_Brano del documento_
···
La crisi contemporanea della mascolinità tradizionale, come racconta egregiamente Pankaj Mishra sul Guardian, viene da lontano perché certo, essere maschi è un privilegio ma costringe a sottomettersi al mito della forza che intrappola da secoli gli uomini in prigioni diverse ma altrettanto strette di quelle delle donne. Ma questa crisi ha finito per produrre come effetto collaterale, sulla parte della popolazione maschile e femminile che fatica di più a liberarsi degli stereotipi con cui è cresciuta, un’ultima disperata ricerca di potere e controllo, un anacronistico tentativo di fermare il cambiamento delle abitudini che fa vivere in una condizione di rabbia perenne verso chiunque sia diverso da loro, finendo per negare persino le evidenze più chiare degli effetti della toxic masculinity.
···
_Informazioni fornite_

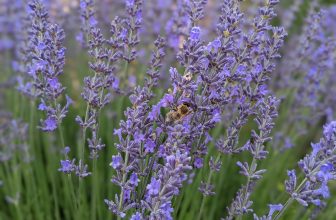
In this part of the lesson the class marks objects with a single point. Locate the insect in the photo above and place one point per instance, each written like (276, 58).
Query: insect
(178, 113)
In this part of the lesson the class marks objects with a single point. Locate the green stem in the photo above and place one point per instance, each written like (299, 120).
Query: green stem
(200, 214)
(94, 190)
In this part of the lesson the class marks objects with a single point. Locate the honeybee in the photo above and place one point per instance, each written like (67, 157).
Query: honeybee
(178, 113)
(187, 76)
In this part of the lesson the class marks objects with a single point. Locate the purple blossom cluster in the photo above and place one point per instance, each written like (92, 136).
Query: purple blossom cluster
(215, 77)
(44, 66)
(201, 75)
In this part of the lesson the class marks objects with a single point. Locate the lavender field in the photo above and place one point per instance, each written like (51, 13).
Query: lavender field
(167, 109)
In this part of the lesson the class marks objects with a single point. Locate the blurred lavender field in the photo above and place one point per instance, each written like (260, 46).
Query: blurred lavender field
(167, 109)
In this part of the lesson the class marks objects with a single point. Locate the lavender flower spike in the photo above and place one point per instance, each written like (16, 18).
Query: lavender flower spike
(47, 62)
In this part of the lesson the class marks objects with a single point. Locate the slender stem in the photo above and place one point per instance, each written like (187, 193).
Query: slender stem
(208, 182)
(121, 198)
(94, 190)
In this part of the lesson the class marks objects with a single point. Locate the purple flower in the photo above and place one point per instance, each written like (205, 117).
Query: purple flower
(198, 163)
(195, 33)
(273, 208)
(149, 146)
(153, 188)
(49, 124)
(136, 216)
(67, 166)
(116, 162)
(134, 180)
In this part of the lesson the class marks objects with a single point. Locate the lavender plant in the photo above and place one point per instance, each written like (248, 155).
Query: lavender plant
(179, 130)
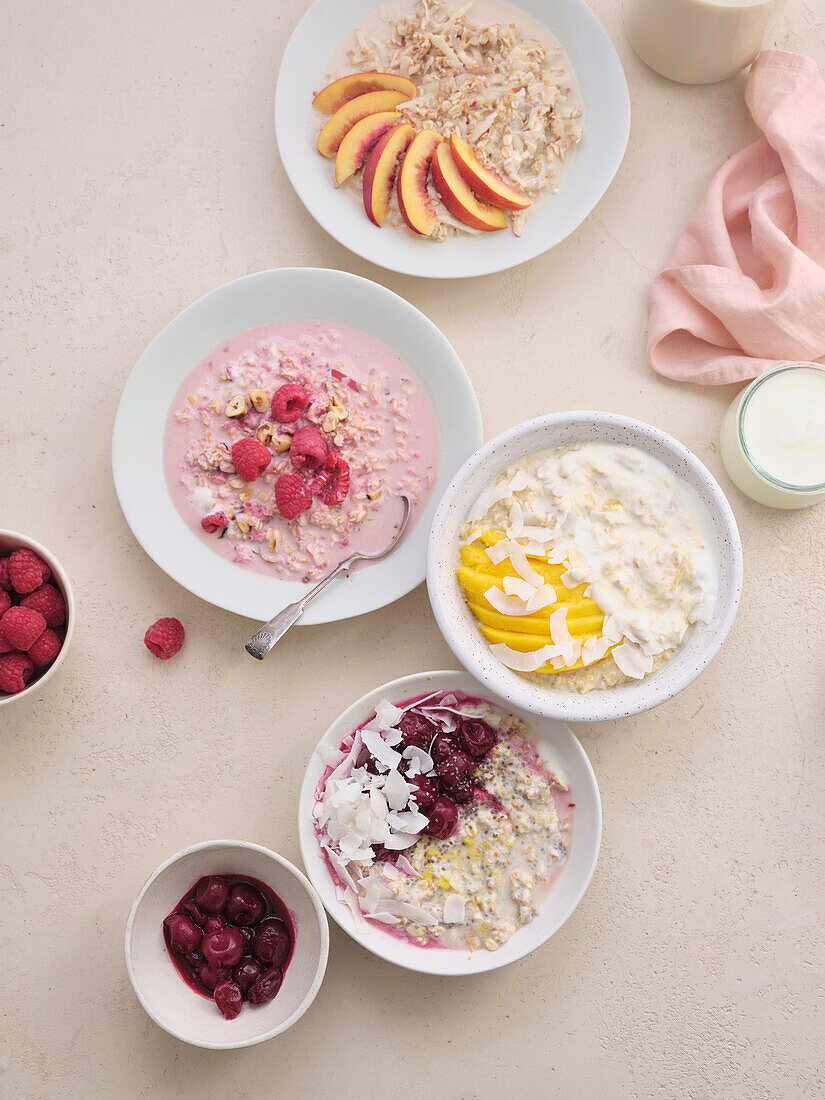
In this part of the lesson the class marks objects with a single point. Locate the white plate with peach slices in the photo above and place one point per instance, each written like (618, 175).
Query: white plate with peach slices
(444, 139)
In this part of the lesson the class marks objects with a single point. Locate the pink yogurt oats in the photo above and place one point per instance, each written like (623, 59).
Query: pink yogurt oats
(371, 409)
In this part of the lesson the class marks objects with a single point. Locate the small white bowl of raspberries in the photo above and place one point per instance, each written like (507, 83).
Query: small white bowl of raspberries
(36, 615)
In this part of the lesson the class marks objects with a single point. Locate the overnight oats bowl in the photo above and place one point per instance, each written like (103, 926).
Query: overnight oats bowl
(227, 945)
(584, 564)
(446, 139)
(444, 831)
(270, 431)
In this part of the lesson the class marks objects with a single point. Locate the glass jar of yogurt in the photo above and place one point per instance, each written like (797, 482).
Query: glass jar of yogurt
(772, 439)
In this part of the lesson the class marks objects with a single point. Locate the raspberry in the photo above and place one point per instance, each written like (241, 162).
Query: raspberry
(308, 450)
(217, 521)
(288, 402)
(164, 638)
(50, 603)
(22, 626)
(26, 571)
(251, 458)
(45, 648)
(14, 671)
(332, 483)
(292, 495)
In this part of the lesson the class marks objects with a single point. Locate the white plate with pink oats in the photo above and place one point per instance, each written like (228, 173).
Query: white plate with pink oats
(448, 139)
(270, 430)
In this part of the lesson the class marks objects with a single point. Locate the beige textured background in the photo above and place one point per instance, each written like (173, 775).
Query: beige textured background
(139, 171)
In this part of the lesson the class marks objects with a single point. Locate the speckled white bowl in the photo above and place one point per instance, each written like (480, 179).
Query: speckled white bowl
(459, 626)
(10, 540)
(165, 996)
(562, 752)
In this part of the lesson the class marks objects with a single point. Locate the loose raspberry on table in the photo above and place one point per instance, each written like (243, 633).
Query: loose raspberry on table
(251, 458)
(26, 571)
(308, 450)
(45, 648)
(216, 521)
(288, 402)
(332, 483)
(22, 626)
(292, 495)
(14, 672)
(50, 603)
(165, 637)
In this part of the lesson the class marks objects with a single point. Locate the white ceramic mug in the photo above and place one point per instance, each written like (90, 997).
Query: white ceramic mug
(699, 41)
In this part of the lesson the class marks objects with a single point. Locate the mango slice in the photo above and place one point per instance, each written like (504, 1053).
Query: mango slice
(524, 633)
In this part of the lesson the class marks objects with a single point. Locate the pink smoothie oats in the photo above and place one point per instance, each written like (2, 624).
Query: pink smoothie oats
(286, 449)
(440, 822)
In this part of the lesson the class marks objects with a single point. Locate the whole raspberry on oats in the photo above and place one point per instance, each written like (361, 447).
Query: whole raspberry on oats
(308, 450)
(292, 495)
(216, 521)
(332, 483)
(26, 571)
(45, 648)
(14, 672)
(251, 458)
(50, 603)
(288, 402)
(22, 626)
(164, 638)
···
_Consegna 1_
Secondo il brano sulla crisi della mascolinità tradizionale, su quale testata Pankaj Mishra racconta tale crisi?
_Consegna 2_
Prosegua il brano sulla crisi della mascolinità tradizionale, riprendendo subito dopo la sua ultima frase.
Il materiale riportato è distinto dal brano e va considerato a sé.

_La sua risposta 1_
Sul Guardian.

_La sua risposta 2_
Eppure, il mercato parla chiaro: la necessità di una transizione verso un modello maschile più “sostenibile” è diventato un tema così urgente da rendere la new masculinity uno dei trend del marketing più caldi del 2019: a partire dalle nuove abitudini alimentari che ridefiniscono la dieta maschile diminuendo le quantità e il consumo di carne, fino all'emergere della passione per il beauty maschile consacrata da Chanel fino alla Gillette (monopolista globale del mercato dei rasoi e quindi, perfettamente in grado di capire lo zeitgeist e la direzione dell'evoluzione del maschio) che realizza uno spot che mette in discussione i luoghi comuni sull'essere maschio e trasforma la storica tag-line del brand “The best a man can get” - il meglio che un uomo può avere, in “The best men can be” - il meglio che un uomo può essere. L'elemento fondante di questa nuova mascolinità che riflette i bisogni del presente sembra essere proprio l'essere persone e di conseguenza uomini migliori: nei confronti delle donne, dei propri figli o anche degli sconosciuti come nel caso di Keanu Reeves, che ha deciso di smarcarsi dal dover aderire al modello di forza e assertività dell'eroe d'azione classico ed è quindi diventato, forse inconsapevolmente, il modello di celebrità più aderente al nuovo maschio che si sta costruendo nel nostro presente, un vero e proprio ponte tra vecchia e nuova mascolinità, che coniuga la forza dell’action con la sensibilità dell’eroe romantico, e che non aderisce a un modello precostituito di star.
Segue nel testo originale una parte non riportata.